### PROBLEMS TO WORK ON
1. Rewrite the rows starting at the line that contains "Would it be possible for you to find every tree line" and ending at the line that contains "[167,0,833,179]", both included, and scale every bounding-box coordinate in the answers by 1.2, rounding to whole numbers with halves rounded up. Keep the request lines unchanged, and return only these rows.
2. Write the next part of the article about Matthew Zimmermann and the founding of Beast Code, picking up from the point where it stops.

### GIVEN TEXT
=-=-=

After graduating from The University of West Florida with a Computer Science Degree in 2013, Matthew Zimmermann, co-founder, majority owner and CEO of Beast Code, accepted a full-time position leading a team of engineers building modeling and simulation software for a defense contractor. After a year of full-time employment, and three previous years working as an intern for the same company, Zimmermann and his entire team decided to take their talent, desire to help warfighters and vision to build a more nimble and agile defense contractor and launched Beast Code. Zimmermann explained that decision and shared the journey from corporate employee to innovative entrepreneur.
From startup to second stage
"We were building innovative products, but the company structure and culture was very corporate," he said. "It wasn't the best fit for us. There was a chain of command to follow, things moved slowly and, as a result, it was hard to make quick changes. With Beast Code, we wanted a software company that allowed us to move fast. If we need a new piece of hardware, we want to buy it today, not wait around for it to be approved. Some of things we've done, and had to do after we launched, involved taking risks. These are things we wouldn't have been able to do at a traditional company."
Regardless of your skills, drive and optimism, leaving a steady job, and a steady paycheck, and venturing into the world of entrepreneurship can be a daunting proposition full of customary and unique challenges. Zimmermann shared that, while it was nerve racking, he was confident in his team and their collective abilities. Nevertheless, there were challenges and a learning curve for Zimmermann who, for the first time, had to find the ideal balance between running a business, leading a team and working as a software engineer.

=-=-=

Dataset extracts labeled with boxes:
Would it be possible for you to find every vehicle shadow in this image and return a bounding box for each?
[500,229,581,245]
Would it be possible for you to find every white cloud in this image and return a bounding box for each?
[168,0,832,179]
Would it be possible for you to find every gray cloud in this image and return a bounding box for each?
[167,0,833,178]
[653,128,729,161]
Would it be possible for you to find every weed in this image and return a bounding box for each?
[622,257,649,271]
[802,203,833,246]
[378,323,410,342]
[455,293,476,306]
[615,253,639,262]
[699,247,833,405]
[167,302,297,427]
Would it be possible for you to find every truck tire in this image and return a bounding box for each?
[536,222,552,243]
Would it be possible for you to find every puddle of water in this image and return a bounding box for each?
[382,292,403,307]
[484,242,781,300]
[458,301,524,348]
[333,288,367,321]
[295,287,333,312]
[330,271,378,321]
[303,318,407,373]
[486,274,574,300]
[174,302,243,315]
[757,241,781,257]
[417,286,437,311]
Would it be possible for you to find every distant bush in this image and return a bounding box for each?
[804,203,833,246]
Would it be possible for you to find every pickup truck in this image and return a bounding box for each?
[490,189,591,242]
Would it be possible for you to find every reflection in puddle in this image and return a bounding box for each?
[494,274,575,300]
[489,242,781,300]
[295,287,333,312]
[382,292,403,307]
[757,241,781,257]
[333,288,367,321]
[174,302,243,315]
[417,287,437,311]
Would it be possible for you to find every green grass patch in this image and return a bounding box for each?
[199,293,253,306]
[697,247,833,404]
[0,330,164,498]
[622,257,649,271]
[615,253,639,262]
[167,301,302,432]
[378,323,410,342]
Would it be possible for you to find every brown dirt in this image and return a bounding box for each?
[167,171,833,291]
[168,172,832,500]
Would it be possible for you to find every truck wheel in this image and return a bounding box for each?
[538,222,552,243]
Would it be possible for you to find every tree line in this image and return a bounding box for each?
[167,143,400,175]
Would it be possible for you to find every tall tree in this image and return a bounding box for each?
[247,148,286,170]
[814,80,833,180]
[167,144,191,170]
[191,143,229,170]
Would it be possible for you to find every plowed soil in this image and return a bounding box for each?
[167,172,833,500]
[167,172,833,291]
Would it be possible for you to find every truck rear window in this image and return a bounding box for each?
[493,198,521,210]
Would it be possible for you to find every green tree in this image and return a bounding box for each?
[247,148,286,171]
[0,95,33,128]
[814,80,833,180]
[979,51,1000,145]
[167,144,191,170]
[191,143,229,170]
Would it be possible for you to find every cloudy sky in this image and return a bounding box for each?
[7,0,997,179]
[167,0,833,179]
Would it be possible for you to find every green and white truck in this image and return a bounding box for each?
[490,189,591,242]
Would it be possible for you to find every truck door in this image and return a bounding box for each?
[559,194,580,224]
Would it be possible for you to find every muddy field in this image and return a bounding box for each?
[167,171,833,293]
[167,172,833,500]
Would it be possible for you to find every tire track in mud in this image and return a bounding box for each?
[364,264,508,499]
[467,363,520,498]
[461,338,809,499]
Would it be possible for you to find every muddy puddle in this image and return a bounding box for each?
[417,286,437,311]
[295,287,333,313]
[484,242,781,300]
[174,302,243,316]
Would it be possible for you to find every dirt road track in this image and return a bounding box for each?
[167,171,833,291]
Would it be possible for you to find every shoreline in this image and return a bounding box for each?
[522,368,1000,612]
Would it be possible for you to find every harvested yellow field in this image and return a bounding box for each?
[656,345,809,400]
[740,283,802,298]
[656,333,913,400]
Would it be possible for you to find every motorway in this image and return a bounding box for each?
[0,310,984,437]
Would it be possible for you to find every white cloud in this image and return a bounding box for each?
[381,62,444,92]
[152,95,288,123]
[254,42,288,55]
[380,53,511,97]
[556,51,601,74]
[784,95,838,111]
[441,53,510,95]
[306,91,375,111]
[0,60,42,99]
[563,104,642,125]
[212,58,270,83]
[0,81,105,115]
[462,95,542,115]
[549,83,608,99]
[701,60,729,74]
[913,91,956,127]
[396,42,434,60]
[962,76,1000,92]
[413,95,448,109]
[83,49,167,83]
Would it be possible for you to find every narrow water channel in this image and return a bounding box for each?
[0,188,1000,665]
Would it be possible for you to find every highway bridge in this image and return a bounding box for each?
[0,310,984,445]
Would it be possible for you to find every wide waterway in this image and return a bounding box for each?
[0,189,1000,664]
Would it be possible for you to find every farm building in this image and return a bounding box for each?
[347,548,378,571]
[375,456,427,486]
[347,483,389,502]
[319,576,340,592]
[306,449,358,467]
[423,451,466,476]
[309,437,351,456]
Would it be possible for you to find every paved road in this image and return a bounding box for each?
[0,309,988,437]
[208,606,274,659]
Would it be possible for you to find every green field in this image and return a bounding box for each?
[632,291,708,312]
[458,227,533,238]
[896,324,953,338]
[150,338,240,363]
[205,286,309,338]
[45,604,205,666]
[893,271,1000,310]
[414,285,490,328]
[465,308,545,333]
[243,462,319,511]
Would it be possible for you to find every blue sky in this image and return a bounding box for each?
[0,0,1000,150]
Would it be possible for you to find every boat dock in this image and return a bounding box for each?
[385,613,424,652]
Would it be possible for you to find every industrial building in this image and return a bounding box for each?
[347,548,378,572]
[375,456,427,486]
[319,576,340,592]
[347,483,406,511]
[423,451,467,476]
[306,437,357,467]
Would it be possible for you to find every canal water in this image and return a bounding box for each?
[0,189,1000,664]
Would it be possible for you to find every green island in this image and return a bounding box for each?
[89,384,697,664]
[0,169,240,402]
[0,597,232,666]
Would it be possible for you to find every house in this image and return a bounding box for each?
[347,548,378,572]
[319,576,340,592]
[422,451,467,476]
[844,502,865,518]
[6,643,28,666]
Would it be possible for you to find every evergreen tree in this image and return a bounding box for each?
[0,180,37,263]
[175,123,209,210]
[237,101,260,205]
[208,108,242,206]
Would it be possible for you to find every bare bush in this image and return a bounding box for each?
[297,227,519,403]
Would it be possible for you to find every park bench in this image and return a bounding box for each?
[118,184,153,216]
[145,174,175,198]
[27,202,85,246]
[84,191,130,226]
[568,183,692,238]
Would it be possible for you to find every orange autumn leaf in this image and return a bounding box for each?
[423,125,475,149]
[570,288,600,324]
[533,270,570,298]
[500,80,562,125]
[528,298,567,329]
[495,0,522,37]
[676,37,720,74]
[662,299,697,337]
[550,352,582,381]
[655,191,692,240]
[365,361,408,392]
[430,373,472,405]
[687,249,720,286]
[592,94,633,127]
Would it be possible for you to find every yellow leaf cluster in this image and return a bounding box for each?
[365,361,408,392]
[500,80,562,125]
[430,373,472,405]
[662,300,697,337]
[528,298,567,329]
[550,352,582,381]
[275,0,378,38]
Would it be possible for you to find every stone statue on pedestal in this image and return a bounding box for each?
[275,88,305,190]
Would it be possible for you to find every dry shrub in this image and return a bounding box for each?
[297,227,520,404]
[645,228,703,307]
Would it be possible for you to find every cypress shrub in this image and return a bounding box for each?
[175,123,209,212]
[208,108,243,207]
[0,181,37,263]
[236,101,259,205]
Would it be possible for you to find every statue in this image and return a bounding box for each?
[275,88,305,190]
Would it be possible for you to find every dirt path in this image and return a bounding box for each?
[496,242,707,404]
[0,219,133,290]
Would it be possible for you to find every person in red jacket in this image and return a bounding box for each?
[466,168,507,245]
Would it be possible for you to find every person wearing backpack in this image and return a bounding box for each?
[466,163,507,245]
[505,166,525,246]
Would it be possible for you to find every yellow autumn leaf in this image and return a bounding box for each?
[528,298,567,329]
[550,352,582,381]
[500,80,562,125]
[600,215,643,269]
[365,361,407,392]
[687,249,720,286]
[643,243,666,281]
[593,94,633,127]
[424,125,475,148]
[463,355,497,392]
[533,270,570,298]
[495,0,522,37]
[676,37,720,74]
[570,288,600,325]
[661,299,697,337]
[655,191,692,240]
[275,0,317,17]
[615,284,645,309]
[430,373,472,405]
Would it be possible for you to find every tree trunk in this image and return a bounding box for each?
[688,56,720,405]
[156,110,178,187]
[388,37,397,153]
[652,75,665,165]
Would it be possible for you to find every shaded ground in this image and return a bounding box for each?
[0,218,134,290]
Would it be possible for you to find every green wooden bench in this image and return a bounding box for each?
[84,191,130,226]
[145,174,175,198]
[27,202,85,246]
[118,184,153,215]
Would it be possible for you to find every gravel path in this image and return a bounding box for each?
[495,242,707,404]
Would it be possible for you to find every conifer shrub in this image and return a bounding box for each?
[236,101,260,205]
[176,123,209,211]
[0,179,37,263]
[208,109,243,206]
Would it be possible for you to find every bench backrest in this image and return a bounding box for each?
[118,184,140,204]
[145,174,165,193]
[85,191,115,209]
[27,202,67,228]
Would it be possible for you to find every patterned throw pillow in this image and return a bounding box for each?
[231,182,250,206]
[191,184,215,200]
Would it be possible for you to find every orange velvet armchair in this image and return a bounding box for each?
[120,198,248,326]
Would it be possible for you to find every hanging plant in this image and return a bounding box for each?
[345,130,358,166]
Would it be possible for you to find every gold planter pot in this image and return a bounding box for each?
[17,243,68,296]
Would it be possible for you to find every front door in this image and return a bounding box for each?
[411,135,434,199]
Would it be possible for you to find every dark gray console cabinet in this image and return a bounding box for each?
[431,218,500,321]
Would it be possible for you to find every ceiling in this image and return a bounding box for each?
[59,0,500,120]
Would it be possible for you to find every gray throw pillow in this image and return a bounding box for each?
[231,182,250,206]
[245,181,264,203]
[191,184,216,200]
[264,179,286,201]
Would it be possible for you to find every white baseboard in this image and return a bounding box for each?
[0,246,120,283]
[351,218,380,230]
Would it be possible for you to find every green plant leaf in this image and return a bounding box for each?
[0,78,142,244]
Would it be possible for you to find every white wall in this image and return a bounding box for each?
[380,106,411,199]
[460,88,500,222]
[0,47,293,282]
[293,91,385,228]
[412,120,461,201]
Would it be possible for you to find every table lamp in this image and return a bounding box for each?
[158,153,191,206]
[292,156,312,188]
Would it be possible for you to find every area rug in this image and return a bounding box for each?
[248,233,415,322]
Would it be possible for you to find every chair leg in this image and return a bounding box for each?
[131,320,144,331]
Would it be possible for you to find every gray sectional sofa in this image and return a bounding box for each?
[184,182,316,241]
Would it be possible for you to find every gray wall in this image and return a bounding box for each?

=-=-=

### ANSWERS TO THE EXERCISES
1.
Would it be possible for you to find every tree line in this image and return a bounding box for each?
[200,172,480,210]
Would it be possible for you to find every tall tree in this image and return a bounding box for each?
[296,178,343,204]
[977,96,1000,216]
[200,173,229,204]
[229,172,275,204]
Would it be possible for you to find every plowed soil in this image and return a bounding box for each?
[200,206,1000,600]
[200,206,1000,349]
Would it be possible for you to find every truck rear window in this image and return a bounding box for each?
[592,238,625,252]
Would it be possible for you to find every green tree in this image and return a bounding box for each?
[296,178,343,205]
[0,114,40,154]
[977,96,1000,216]
[1175,61,1200,174]
[200,173,229,204]
[229,172,275,204]
Would it be possible for you to find every cloudy sky in this image and return a bounding box for each?
[8,0,1196,215]
[200,0,1000,215]

2.
"I definitely experienced a CEO learning curve," he said. "Lots of rules and regulations, understanding what you can and can't do, figuring out how to lead a company, running a business and all the things that come with it. In the early days, getting traction was a challenge. When we started Beast Code, I was only 23 years old. Most of the business leaders we deal with are much older. Getting them to trust such a young kid was tough. It took time to build our credibility, but we've stayed the course and continue to scale. Last year, we had $2.5 Million in gross revenue. This year, we're projecting $7 Million. After four years as CEO, I'm much more confident in my abilities, but every day is still a learning opportunity."
Keeping a competitive edge
Beast Code builds virtual environments for the military, specifically the U.S. Navy. They develop 3-D representations of ships that act and operate like the real thing. These environments are used for training and analysis. If a sailor needs to maintain something on the ship, he or she can use the tablet to access a video tutorial on how to do that, identify its exact location and utilize 3-D learning to get the job done quicker and more effectively. Beast Code's amazingly accurate 3-D depictions of real environments, and the tools they've built to automate construction of these environments, is what gives them a competitive edge over their competition.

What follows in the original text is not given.